DESCRIPTION OF THE TASK: For each record below, give an exact transcription.
**** THE DATA
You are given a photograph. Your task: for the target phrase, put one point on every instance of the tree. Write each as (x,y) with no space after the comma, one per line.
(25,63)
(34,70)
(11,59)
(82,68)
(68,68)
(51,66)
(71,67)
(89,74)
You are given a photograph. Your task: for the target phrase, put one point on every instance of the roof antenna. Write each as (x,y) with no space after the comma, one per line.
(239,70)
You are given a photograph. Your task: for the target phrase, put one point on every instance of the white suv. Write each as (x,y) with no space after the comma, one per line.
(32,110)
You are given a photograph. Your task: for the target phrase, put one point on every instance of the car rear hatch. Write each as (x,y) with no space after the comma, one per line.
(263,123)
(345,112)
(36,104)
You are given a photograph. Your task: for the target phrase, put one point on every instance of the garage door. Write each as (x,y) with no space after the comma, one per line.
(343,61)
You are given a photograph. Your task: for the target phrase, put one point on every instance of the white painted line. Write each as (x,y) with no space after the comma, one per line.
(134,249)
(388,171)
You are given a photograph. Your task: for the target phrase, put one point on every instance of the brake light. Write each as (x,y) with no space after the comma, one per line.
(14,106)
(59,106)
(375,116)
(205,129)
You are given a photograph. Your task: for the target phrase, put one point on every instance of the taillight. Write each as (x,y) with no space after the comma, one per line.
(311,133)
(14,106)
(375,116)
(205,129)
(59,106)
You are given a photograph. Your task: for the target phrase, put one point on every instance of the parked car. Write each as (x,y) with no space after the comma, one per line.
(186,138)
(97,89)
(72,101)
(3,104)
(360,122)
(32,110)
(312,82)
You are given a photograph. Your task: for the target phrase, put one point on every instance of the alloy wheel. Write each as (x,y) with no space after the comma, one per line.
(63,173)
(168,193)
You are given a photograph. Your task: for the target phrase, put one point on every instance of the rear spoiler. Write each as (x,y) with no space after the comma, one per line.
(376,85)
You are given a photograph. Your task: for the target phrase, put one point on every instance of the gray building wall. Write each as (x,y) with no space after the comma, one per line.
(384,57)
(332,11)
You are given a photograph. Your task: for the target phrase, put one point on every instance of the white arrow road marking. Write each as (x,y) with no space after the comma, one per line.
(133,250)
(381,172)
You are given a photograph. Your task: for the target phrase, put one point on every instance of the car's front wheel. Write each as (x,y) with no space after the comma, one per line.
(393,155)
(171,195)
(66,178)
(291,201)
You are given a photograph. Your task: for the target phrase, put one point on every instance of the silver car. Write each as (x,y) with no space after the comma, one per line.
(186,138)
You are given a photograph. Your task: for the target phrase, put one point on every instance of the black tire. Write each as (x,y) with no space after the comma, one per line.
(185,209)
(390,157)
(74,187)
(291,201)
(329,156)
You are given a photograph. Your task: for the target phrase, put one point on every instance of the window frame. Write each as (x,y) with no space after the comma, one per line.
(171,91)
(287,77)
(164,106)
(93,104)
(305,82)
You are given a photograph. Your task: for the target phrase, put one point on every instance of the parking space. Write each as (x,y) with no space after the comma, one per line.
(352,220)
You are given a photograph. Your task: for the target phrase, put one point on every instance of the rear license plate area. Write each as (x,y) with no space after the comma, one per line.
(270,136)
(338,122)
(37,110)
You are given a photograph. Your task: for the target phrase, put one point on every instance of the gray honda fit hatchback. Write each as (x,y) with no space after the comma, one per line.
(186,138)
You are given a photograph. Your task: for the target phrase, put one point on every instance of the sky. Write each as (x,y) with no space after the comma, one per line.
********
EXPECTED ANSWER:
You are given a photograph. Your task: for the target phrase, put one point on every instance of the tree. Write each as (x,y) with no space after the comma, one per line.
(25,63)
(34,70)
(11,59)
(82,68)
(68,68)
(51,66)
(71,67)
(89,74)
You are given a photograph. Your task: for the target phrase, put one point on every instance of the roof antenna. Write each as (x,y) with no space after the comma, one per line.
(239,70)
You are given a photograph. Your task: for the target phrase, put one point on every instance of the white suv. Write each as (x,y) with no space after the comma, one per line.
(32,110)
You are given a photograph. Your task: for the target phrase, put one point on every instance of the car rear hatch. Write each as (x,y) with no space after the comma, one per line.
(263,123)
(345,112)
(36,104)
You are given a photograph. Your task: for the target phrase, put one point on every instance of the garage door. Write each as (x,y) with no space after the comma, one per line.
(343,61)
You are given a photograph. Your task: for the target phrase, put one point on every instance of the white painted line. Write each as (x,y) with no space after the comma, one per line.
(134,249)
(388,171)
You are given a photograph. Your task: for the target phrase, put one point on every instance of the brake light. Write each as (x,y) with no space after the comma, one per line.
(14,106)
(59,106)
(375,116)
(205,129)
You are given a photograph. Your task: for the target phrase, put one point on every instance of the taillight. Write each as (x,y) with no space after the comma, one per line.
(311,133)
(14,106)
(375,116)
(205,129)
(59,106)
You are given a photograph. Your task: for the target phrase, put one point on every instance of the parked car. Write each as (x,y) with no space after the comma, one per line.
(186,138)
(97,89)
(72,101)
(3,104)
(360,122)
(32,110)
(312,82)
You are given a photograph. Your task: for the target phrase, put one point on every instance of the alloy wheel. Write each as (x,y) with no space after the comma, one per line.
(63,173)
(168,193)
You are given a photograph. Your task: for the target phrase, put one point on every instance of the rear spoiler. Write each as (x,y) with no space after the comma, one per line.
(376,85)
You are given a photograph. Your task: for the target phrase, put one point on every instance of the gray building wall. Write each as (x,y) with no space after the comma, one per line.
(384,57)
(332,11)
You are given a photograph. Your task: for the target phrase, put one point on every instance of the white arrow road marking. Write each as (x,y) with no space after the comma, one per line.
(133,250)
(381,172)
You are given a photograph. Your task: for the target phrase, put one point on every instance of the car's front wheel. Write each as (x,y) with no space after the comma, one per line.
(393,155)
(171,195)
(66,178)
(291,201)
You are given a photograph. Your task: for the target phrase, put one point on every instance of the silver car. Write each as (x,y) with no space after the comma, one per line.
(186,138)
You are given a photograph. Your task: for the target phrase, put one point on every instance of the black tire. Write each as (x,y) with no space after the comma, one per line.
(185,209)
(390,157)
(74,187)
(291,201)
(329,156)
You are given a photograph. Your task: for the target phrase, put one point on every instance of the window frame. Write each as (x,y) with no space after the comma, one per line.
(171,91)
(287,77)
(164,106)
(93,104)
(305,82)
You are given a photograph. Your task: for the target phrase, put one point on every instance of the parking space. Write each as (x,y) with no space after the comma, one per line.
(352,220)
You are given a photograph. Your task: for the target phrase, put one point on every instance of the rear license plate area. Write each as (x,y) with no space after the comma, one per line.
(270,136)
(338,122)
(37,110)
You are given a photograph. Your task: for the target phrase, put one point on every instance of the gray honda fit hatchback. Write each as (x,y) with no space after the comma, one per line.
(186,138)
You are given a photograph. Your task: for the target phrase, put one point on every instance of the sky. Write each as (x,y) with no space after the comma, one per line.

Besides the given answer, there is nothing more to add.